● Required work: Work through the entries below line by line and give the number of lines with the string "planter", nothing else.
....
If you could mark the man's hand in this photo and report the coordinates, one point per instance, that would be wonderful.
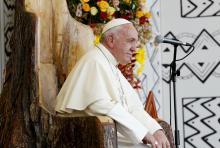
(150, 139)
(161, 139)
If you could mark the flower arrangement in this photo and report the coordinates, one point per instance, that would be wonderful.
(95, 13)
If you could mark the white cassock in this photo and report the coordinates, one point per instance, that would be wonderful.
(96, 86)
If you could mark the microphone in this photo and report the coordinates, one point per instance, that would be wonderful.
(160, 39)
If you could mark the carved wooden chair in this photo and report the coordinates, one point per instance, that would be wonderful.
(52, 40)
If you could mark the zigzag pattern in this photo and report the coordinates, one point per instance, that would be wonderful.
(202, 127)
(196, 131)
(199, 8)
(204, 138)
(205, 45)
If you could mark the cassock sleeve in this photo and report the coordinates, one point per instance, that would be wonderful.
(126, 123)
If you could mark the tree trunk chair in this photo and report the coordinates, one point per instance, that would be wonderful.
(46, 44)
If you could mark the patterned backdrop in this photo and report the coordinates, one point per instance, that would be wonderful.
(197, 88)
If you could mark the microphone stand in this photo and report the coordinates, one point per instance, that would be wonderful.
(175, 73)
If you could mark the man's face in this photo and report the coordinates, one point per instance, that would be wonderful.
(125, 44)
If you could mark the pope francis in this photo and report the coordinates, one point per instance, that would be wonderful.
(96, 86)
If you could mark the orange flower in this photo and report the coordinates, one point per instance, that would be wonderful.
(103, 5)
(86, 7)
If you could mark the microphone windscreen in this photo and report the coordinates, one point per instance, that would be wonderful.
(159, 39)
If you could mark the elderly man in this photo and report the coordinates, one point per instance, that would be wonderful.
(96, 87)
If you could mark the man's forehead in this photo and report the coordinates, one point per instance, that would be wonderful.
(114, 23)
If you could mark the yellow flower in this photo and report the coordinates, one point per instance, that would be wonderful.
(103, 5)
(127, 1)
(110, 11)
(147, 14)
(97, 38)
(140, 57)
(84, 1)
(142, 1)
(93, 11)
(139, 13)
(86, 7)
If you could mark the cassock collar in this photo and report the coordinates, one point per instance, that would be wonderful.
(108, 54)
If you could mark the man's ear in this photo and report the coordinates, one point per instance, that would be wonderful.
(110, 40)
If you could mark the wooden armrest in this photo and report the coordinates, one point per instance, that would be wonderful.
(167, 130)
(88, 131)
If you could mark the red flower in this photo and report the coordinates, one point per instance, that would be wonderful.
(125, 17)
(142, 20)
(103, 15)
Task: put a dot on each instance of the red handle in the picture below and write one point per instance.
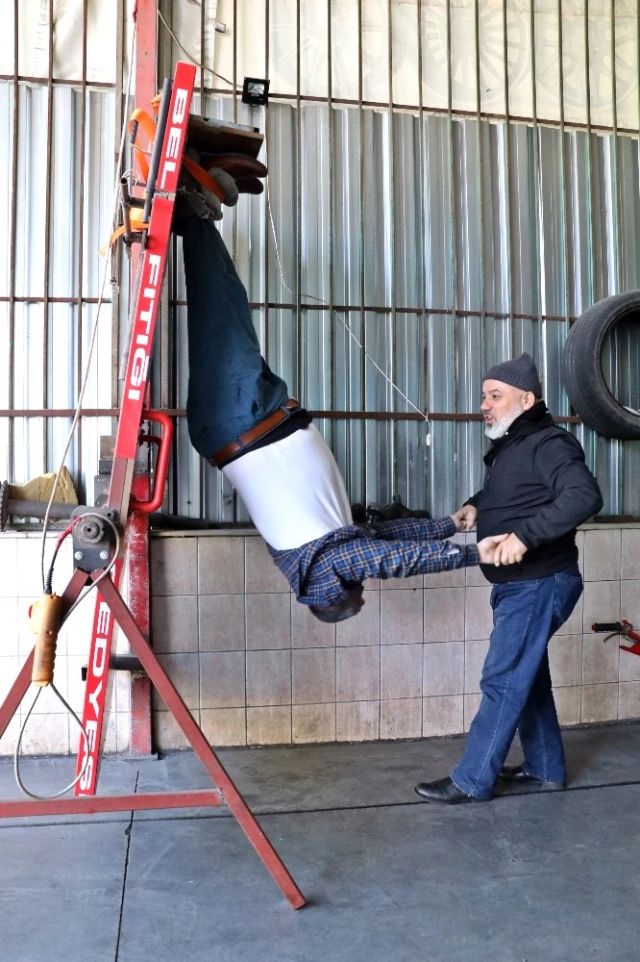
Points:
(162, 464)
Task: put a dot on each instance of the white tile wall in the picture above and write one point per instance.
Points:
(256, 668)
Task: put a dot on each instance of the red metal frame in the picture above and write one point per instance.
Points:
(111, 606)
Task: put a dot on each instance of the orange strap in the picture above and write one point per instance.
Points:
(140, 120)
(137, 224)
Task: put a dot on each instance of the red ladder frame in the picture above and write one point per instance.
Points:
(110, 606)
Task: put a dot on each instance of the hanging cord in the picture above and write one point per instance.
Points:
(346, 326)
(193, 60)
(94, 334)
(48, 587)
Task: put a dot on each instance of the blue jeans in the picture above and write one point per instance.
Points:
(231, 388)
(516, 683)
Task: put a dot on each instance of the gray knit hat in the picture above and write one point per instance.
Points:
(520, 372)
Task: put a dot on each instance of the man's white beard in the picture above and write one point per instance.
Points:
(500, 427)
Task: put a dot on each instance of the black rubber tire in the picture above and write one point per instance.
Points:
(583, 378)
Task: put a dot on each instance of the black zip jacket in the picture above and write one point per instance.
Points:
(538, 487)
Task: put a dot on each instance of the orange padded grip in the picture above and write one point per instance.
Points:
(45, 621)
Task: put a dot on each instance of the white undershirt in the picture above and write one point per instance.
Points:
(292, 489)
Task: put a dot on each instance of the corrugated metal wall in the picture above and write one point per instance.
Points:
(446, 241)
(446, 246)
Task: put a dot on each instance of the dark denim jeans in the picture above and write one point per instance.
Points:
(231, 388)
(516, 683)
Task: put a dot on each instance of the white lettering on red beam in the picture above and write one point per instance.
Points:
(176, 135)
(141, 355)
(98, 667)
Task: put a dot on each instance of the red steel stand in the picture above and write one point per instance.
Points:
(110, 606)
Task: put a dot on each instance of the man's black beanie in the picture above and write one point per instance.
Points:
(521, 372)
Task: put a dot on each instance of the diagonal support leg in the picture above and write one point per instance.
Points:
(200, 745)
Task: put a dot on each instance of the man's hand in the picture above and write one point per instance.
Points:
(488, 547)
(511, 551)
(465, 517)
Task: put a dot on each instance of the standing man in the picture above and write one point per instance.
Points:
(538, 489)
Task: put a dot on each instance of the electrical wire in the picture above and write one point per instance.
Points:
(201, 66)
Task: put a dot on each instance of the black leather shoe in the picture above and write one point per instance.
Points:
(516, 773)
(445, 791)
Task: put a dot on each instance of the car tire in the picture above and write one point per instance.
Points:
(584, 381)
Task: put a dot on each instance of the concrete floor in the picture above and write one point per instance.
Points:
(529, 877)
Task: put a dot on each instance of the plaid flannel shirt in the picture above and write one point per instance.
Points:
(322, 571)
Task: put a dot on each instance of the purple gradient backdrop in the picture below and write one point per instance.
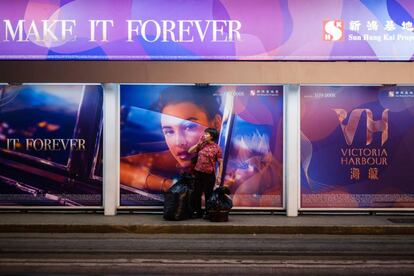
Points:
(325, 183)
(271, 29)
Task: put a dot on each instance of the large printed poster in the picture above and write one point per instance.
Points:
(50, 145)
(207, 30)
(159, 123)
(357, 147)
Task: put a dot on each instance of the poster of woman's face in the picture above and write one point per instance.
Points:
(159, 123)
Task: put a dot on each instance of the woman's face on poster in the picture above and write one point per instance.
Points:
(183, 124)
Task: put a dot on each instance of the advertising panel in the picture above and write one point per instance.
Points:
(159, 123)
(357, 147)
(50, 145)
(207, 30)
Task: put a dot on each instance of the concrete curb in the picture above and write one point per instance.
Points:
(207, 229)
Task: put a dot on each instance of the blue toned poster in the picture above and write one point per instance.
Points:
(159, 123)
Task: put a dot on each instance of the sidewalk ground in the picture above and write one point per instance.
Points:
(238, 224)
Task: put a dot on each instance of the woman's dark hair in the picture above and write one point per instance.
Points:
(202, 96)
(213, 132)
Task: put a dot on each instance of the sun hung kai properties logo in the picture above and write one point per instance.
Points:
(333, 30)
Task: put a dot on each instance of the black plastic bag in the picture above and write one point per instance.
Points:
(220, 200)
(178, 200)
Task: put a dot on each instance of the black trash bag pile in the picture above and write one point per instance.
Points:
(178, 200)
(220, 200)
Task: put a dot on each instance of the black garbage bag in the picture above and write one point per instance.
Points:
(178, 200)
(220, 200)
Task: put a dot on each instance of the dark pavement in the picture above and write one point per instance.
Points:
(201, 254)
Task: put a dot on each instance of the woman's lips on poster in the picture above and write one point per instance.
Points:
(184, 155)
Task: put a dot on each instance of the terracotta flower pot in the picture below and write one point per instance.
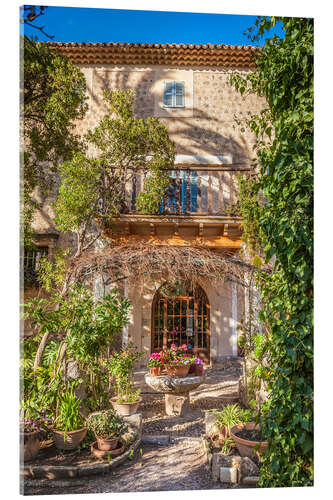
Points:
(244, 446)
(155, 371)
(177, 371)
(107, 444)
(198, 370)
(125, 409)
(106, 454)
(31, 444)
(69, 440)
(223, 432)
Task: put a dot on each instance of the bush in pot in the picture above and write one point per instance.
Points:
(121, 365)
(228, 417)
(30, 430)
(197, 367)
(176, 360)
(69, 429)
(107, 428)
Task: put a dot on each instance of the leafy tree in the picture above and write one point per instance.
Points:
(92, 190)
(53, 98)
(281, 200)
(82, 328)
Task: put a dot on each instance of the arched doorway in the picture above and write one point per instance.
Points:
(181, 315)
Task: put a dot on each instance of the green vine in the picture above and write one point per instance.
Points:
(280, 223)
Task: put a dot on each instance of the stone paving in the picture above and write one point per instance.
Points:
(180, 464)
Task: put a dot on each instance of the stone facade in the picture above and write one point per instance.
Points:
(206, 127)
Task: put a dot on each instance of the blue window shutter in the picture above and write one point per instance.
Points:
(193, 191)
(182, 177)
(179, 94)
(168, 93)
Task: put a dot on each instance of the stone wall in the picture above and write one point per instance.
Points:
(206, 126)
(224, 319)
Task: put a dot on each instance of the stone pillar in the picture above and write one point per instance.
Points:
(125, 328)
(177, 404)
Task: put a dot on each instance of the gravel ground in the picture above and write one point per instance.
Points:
(180, 465)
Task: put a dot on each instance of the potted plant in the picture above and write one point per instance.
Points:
(127, 404)
(228, 417)
(248, 439)
(155, 364)
(121, 364)
(69, 428)
(197, 367)
(107, 428)
(176, 361)
(30, 430)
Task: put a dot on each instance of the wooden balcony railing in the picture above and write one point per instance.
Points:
(196, 190)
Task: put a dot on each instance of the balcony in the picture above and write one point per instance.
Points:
(199, 208)
(196, 191)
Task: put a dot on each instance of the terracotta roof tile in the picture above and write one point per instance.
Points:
(167, 54)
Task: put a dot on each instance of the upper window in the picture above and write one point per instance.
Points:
(174, 95)
(31, 264)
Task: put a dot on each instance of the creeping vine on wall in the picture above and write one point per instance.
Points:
(282, 225)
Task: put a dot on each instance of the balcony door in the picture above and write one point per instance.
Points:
(181, 315)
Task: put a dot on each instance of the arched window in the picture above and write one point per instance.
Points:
(181, 315)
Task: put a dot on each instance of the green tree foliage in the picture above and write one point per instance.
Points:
(284, 229)
(53, 98)
(82, 328)
(94, 188)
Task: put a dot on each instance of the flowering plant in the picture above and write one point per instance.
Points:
(36, 424)
(155, 360)
(176, 356)
(198, 361)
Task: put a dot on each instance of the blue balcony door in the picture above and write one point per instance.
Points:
(182, 193)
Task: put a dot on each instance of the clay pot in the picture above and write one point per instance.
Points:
(69, 440)
(244, 446)
(106, 454)
(177, 371)
(223, 432)
(125, 409)
(31, 444)
(198, 370)
(107, 444)
(155, 371)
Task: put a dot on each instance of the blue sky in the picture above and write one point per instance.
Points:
(76, 24)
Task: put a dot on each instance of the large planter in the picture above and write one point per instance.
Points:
(125, 409)
(155, 371)
(177, 371)
(245, 446)
(102, 454)
(69, 440)
(31, 444)
(107, 444)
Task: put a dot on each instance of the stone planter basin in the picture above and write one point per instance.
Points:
(176, 390)
(169, 385)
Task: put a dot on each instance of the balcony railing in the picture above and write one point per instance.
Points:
(192, 191)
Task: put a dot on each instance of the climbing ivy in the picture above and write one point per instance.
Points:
(283, 228)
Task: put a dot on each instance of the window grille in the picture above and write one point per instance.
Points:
(32, 263)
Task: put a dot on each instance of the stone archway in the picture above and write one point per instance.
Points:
(181, 315)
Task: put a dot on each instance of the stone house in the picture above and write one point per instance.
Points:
(187, 87)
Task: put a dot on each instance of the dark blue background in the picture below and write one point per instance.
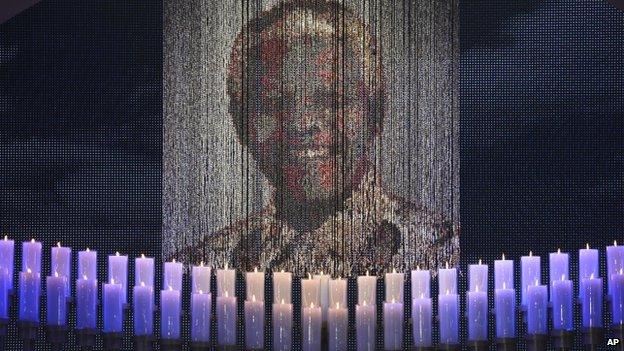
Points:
(542, 147)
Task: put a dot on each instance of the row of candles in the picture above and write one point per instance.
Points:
(323, 299)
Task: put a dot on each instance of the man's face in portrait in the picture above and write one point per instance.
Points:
(307, 108)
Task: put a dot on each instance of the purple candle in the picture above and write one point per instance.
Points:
(591, 305)
(7, 251)
(537, 309)
(61, 265)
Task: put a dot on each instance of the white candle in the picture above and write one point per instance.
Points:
(201, 278)
(394, 286)
(311, 325)
(323, 293)
(226, 280)
(367, 290)
(282, 287)
(172, 276)
(255, 285)
(337, 326)
(282, 326)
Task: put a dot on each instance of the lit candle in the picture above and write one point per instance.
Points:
(323, 293)
(60, 258)
(7, 251)
(477, 314)
(365, 321)
(282, 326)
(201, 307)
(144, 271)
(615, 262)
(617, 300)
(87, 264)
(86, 303)
(393, 325)
(310, 292)
(226, 319)
(254, 323)
(447, 280)
(56, 300)
(421, 318)
(337, 325)
(31, 256)
(505, 309)
(394, 286)
(558, 267)
(226, 280)
(503, 273)
(255, 285)
(530, 273)
(367, 289)
(118, 272)
(201, 278)
(421, 282)
(282, 287)
(112, 307)
(143, 309)
(562, 304)
(449, 318)
(338, 292)
(311, 325)
(30, 289)
(537, 303)
(170, 314)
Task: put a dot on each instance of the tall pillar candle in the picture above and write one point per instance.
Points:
(311, 327)
(531, 273)
(86, 303)
(118, 273)
(112, 307)
(143, 309)
(421, 319)
(29, 293)
(338, 327)
(558, 267)
(56, 300)
(254, 324)
(201, 308)
(282, 326)
(31, 256)
(7, 254)
(170, 314)
(87, 264)
(60, 263)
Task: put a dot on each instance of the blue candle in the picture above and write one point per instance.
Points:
(31, 256)
(118, 272)
(201, 307)
(477, 315)
(56, 300)
(421, 317)
(30, 289)
(143, 310)
(617, 300)
(505, 309)
(591, 305)
(530, 273)
(86, 303)
(7, 251)
(537, 309)
(170, 314)
(112, 307)
(448, 314)
(562, 304)
(60, 258)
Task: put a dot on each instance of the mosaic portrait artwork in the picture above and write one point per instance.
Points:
(311, 135)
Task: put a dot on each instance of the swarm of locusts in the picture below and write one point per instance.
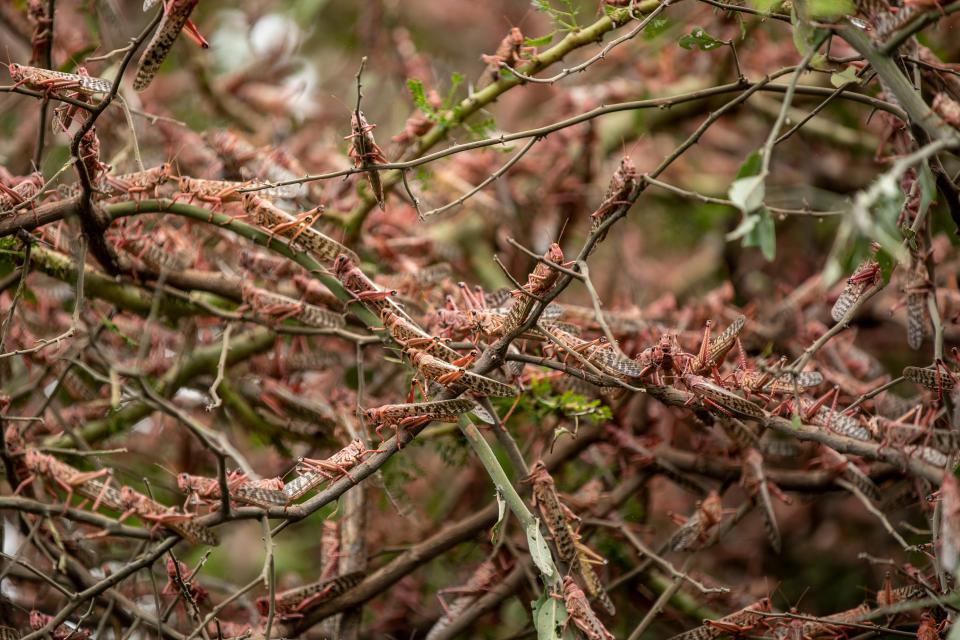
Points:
(214, 351)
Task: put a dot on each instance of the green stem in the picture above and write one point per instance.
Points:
(908, 97)
(501, 481)
(476, 101)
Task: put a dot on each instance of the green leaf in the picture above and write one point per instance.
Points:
(700, 39)
(887, 263)
(747, 193)
(928, 187)
(751, 166)
(845, 77)
(765, 6)
(763, 235)
(655, 28)
(539, 551)
(549, 617)
(746, 226)
(805, 35)
(829, 9)
(502, 510)
(538, 42)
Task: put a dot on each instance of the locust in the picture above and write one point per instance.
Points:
(406, 332)
(480, 580)
(295, 602)
(716, 397)
(49, 81)
(296, 229)
(267, 303)
(140, 182)
(622, 184)
(313, 473)
(89, 485)
(712, 352)
(132, 502)
(816, 412)
(558, 517)
(175, 16)
(939, 378)
(602, 356)
(509, 53)
(697, 529)
(866, 275)
(452, 375)
(580, 613)
(240, 486)
(363, 288)
(539, 282)
(414, 414)
(917, 288)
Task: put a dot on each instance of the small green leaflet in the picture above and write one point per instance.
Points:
(763, 234)
(747, 191)
(538, 42)
(699, 39)
(539, 551)
(655, 28)
(420, 98)
(765, 6)
(549, 617)
(928, 186)
(751, 166)
(845, 77)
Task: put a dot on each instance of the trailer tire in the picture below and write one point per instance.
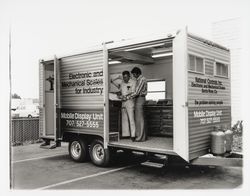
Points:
(99, 156)
(78, 150)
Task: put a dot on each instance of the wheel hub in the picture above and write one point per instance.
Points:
(76, 149)
(99, 152)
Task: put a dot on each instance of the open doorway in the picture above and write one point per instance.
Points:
(156, 62)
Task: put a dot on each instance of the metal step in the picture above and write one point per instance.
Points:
(152, 164)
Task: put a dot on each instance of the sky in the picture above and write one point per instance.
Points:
(42, 29)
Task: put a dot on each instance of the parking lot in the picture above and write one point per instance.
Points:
(36, 168)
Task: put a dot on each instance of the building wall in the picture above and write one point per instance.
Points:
(228, 33)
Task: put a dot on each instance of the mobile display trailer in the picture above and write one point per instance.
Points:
(188, 95)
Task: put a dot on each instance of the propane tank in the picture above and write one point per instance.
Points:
(229, 139)
(218, 140)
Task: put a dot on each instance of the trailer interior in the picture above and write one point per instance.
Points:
(156, 62)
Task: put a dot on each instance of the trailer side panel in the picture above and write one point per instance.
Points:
(209, 102)
(82, 93)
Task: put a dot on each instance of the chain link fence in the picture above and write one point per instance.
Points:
(24, 130)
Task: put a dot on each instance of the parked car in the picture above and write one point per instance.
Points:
(26, 111)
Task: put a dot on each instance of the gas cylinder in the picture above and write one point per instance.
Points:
....
● Reply to the exercise: 2